• _Task to carry out_
Would you find each line in the entries below with the string "shoulder" and copy it?

• _Data for processing_

------------------------------------------------

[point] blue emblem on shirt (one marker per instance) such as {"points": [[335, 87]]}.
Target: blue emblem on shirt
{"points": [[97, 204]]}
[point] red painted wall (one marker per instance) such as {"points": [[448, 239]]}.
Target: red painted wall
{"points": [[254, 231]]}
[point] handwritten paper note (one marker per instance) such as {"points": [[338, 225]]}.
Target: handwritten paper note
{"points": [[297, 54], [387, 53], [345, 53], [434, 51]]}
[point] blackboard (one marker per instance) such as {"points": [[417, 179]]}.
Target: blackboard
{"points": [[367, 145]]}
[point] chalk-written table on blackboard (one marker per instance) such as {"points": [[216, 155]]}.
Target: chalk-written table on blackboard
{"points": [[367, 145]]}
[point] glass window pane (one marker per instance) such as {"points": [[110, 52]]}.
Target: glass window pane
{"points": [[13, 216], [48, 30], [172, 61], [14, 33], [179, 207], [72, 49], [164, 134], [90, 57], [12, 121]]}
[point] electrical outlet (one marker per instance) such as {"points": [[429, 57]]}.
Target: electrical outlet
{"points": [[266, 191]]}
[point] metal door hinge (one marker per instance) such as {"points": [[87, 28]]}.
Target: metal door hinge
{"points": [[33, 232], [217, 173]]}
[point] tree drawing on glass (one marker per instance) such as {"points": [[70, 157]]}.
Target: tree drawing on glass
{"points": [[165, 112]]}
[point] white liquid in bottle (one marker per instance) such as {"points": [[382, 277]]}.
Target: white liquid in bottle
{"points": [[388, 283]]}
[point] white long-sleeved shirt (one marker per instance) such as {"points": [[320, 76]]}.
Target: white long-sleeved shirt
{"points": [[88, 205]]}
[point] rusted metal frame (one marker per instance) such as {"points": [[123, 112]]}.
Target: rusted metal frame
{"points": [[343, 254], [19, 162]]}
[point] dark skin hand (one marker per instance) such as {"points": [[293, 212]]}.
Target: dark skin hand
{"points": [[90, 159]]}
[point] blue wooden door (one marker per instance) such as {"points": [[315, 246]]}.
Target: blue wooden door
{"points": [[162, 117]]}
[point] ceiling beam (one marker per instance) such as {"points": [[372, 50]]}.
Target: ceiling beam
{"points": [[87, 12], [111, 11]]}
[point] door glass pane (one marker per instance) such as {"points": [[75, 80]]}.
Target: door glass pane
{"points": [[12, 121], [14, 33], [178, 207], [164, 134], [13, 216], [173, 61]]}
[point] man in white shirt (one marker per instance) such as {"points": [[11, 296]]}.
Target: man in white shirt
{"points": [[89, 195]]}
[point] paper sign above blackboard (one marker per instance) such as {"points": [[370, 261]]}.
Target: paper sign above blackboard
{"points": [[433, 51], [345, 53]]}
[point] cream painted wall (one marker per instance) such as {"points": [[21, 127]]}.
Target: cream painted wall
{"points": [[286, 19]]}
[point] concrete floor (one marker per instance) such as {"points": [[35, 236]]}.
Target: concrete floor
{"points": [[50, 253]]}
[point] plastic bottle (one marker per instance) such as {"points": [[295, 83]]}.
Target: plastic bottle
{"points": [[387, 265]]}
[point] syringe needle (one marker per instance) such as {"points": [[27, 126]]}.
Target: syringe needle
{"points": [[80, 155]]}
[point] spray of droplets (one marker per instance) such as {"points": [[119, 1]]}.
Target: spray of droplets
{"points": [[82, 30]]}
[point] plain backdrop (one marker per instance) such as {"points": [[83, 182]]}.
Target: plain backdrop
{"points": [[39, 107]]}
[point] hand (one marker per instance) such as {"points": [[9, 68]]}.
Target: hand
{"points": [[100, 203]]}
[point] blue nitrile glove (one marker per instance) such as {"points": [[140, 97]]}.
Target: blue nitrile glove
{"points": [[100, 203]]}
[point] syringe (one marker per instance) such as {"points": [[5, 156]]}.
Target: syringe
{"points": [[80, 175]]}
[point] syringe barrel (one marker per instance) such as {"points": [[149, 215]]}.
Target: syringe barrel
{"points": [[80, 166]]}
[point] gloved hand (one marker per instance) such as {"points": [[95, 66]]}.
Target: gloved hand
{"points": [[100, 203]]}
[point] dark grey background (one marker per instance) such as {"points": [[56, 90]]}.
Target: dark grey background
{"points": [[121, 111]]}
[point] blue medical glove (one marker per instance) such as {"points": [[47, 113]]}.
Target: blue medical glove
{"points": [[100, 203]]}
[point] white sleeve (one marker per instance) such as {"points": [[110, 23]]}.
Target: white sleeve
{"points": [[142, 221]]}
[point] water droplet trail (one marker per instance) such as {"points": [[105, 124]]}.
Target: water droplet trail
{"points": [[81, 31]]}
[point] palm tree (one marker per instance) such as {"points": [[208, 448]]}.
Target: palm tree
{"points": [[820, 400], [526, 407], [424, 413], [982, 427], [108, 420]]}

------------------------------------------------

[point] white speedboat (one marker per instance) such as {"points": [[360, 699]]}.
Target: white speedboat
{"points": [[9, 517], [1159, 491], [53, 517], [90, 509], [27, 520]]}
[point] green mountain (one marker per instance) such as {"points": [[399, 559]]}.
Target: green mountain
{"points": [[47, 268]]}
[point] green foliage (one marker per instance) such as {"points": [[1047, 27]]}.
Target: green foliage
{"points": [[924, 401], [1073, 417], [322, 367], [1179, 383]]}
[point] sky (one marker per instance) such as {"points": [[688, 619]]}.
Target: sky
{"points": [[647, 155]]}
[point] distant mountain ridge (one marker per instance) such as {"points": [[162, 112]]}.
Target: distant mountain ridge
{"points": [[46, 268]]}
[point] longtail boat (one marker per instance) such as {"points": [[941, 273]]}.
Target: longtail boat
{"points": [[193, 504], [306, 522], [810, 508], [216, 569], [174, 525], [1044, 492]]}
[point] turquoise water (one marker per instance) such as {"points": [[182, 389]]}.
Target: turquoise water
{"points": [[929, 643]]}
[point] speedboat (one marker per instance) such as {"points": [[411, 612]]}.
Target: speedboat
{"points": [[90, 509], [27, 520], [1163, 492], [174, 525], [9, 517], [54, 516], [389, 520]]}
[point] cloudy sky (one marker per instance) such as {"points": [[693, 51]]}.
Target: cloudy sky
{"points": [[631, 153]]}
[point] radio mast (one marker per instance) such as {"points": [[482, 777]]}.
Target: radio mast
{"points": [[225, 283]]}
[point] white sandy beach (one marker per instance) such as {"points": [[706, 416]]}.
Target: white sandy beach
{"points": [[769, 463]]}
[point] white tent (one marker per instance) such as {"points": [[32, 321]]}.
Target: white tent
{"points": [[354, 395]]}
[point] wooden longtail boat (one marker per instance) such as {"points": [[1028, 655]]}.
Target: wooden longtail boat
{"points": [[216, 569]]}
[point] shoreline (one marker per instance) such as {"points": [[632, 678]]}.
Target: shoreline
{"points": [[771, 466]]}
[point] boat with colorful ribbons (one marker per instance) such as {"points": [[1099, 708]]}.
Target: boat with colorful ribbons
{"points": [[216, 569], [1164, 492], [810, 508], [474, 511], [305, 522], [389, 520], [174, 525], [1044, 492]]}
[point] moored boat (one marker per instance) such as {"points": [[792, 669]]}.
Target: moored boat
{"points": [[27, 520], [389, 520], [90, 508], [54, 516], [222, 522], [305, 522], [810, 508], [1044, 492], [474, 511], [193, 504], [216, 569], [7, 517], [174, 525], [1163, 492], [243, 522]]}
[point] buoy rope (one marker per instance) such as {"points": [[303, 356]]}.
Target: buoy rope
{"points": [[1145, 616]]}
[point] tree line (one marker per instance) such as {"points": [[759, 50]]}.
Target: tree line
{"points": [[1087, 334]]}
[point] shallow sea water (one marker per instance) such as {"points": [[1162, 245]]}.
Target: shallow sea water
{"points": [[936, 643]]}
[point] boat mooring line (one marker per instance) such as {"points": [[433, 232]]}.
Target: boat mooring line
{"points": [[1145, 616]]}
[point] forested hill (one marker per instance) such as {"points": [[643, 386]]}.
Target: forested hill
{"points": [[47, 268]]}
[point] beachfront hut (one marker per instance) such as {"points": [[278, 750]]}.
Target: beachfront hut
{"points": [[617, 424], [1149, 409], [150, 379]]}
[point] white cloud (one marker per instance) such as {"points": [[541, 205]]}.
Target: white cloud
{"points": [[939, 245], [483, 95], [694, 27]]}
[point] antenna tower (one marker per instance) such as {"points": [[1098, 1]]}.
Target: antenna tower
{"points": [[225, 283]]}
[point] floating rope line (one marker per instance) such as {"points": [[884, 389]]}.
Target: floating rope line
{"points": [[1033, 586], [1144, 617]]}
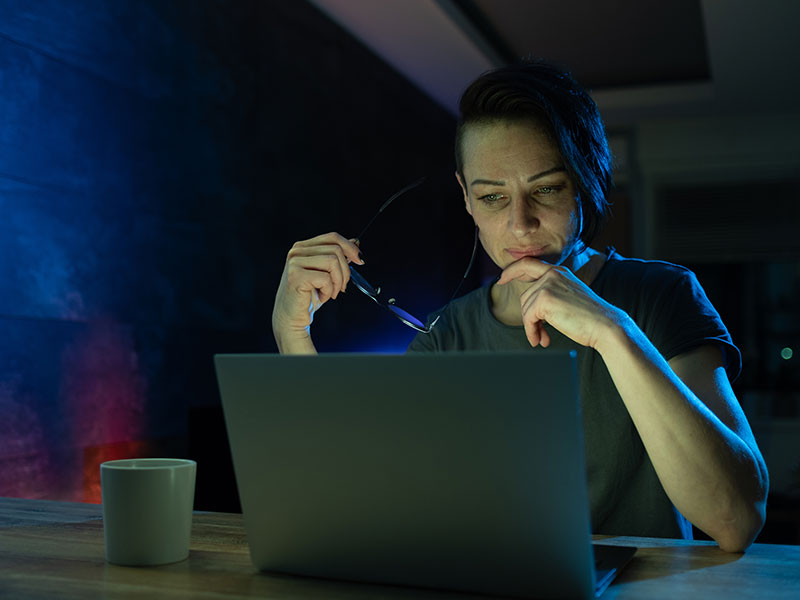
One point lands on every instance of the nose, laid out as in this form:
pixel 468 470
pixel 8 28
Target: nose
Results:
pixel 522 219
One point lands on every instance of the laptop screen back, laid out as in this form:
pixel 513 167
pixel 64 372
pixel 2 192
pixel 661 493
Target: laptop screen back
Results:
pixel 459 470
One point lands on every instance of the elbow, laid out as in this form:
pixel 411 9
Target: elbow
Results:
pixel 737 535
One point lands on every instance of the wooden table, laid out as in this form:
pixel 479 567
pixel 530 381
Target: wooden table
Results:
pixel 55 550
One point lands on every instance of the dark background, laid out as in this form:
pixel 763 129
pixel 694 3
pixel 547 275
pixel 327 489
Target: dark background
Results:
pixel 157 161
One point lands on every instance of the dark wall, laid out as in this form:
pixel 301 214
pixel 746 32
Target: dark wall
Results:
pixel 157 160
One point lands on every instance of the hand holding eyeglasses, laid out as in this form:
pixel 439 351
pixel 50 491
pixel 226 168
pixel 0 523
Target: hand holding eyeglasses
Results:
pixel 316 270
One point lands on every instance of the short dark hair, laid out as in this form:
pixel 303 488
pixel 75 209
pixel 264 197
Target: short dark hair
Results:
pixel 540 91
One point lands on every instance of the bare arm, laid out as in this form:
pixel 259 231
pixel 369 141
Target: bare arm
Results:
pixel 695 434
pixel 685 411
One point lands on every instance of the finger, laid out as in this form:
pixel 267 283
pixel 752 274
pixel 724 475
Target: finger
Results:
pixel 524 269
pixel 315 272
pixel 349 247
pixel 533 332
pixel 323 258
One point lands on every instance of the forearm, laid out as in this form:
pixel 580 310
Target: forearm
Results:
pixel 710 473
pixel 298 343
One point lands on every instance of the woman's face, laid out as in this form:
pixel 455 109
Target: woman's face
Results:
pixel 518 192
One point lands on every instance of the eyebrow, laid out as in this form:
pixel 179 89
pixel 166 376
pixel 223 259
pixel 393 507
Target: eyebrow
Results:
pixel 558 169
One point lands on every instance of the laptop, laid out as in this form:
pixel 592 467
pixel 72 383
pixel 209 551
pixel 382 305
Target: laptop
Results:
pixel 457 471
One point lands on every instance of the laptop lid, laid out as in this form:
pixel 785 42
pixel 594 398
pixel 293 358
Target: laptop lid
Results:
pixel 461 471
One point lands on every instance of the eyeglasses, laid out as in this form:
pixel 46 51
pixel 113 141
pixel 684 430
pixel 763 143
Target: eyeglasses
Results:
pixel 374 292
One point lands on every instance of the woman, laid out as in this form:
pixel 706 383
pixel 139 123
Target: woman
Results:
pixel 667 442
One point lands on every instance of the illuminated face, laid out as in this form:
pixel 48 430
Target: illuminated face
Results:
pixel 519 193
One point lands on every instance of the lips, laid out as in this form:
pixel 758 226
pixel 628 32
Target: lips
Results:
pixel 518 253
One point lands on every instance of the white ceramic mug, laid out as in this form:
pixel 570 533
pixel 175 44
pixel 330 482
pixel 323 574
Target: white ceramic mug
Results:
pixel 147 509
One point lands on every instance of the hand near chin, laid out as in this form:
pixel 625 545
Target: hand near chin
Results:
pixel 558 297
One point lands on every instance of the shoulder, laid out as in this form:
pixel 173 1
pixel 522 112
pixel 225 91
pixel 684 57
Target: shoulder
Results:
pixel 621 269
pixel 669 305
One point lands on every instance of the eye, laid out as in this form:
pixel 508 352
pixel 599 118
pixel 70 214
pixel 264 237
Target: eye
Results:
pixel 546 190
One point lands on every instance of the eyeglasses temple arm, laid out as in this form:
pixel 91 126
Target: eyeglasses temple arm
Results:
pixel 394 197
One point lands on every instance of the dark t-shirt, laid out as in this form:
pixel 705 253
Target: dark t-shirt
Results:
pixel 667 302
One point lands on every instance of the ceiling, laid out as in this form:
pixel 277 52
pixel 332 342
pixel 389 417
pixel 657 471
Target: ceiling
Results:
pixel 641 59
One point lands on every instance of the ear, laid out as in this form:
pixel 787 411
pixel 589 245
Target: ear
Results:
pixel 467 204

------------------------------------------------

• _Worked solution_
One point lands on every instance of the shoulder, laid out as in this form:
Target: shoulder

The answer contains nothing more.